Problem details ::
Can you output everything from the line containing "Where can the blue" down to the line containing "<point>1112,71</point>", both of those included, as a JSON list of strings with one string per line and blank lines omitted?

>> BEGIN Data supplied

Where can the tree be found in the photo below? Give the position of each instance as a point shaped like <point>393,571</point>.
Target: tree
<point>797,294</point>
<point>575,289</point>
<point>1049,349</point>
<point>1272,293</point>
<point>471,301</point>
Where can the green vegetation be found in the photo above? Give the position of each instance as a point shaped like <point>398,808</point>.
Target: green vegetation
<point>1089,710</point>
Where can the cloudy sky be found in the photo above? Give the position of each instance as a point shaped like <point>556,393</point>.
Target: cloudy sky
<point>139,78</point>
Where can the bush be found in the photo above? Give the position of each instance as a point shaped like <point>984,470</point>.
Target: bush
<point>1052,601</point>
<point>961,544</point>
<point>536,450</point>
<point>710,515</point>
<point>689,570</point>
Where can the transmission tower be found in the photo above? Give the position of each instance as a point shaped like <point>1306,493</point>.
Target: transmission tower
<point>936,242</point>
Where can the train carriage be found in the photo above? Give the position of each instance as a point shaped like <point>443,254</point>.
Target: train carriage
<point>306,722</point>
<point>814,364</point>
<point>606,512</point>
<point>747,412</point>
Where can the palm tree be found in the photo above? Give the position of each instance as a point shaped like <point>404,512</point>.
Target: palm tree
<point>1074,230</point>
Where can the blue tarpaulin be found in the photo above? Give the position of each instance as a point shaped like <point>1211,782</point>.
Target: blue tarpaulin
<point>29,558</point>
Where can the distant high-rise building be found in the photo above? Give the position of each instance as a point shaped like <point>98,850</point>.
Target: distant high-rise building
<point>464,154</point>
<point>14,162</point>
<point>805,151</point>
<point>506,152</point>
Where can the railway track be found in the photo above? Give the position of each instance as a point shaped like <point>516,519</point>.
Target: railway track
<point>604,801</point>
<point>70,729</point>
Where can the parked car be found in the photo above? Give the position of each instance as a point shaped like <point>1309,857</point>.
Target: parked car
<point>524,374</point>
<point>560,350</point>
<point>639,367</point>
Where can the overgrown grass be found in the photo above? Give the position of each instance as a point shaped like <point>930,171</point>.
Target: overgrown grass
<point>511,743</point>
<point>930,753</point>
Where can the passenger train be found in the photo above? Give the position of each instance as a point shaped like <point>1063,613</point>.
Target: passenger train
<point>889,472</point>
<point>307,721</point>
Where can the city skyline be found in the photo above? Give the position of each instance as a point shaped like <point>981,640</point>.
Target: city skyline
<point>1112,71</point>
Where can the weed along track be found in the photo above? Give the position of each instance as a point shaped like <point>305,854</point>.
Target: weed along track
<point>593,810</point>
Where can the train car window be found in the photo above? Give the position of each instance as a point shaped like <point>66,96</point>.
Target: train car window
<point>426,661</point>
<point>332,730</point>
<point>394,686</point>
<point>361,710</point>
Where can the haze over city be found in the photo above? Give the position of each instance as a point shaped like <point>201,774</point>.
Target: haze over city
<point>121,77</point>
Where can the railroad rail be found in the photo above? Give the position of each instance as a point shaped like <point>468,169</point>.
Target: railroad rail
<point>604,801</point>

>> END Data supplied

Complete response ::
[
  "Where can the blue tarpaulin be found in the photo above? Give the position of each instance as a point shaped like <point>1211,782</point>.",
  "Target: blue tarpaulin",
  "<point>29,558</point>",
  "Where can the distant high-rise building be found in the photo above? Give the position of each instance as a point shaped like <point>98,850</point>.",
  "Target: distant high-rise building",
  "<point>464,154</point>",
  "<point>14,162</point>",
  "<point>805,151</point>",
  "<point>506,152</point>",
  "Where can the railway track be found in the photo above? Give the position of each instance as a point shaped like <point>516,519</point>.",
  "Target: railway track",
  "<point>604,801</point>",
  "<point>70,729</point>",
  "Where can the parked car be found in the photo above? Give the position of each instance as a point shaped like <point>1309,857</point>.",
  "Target: parked car",
  "<point>524,374</point>",
  "<point>560,350</point>",
  "<point>639,367</point>",
  "Where can the overgrown grass be found in the photo above? Give the position of each instance as a point shaped like <point>930,171</point>.",
  "Target: overgrown grass",
  "<point>511,743</point>",
  "<point>930,753</point>",
  "Where can the passenger train be found in the photo above? Give the position of each instance as a point shaped like <point>1063,613</point>.",
  "Target: passenger train",
  "<point>889,472</point>",
  "<point>307,721</point>",
  "Where can the city skyline be found in the photo above? Give the position of each instance as a point shaped like <point>981,640</point>.",
  "Target: city skyline",
  "<point>1112,71</point>"
]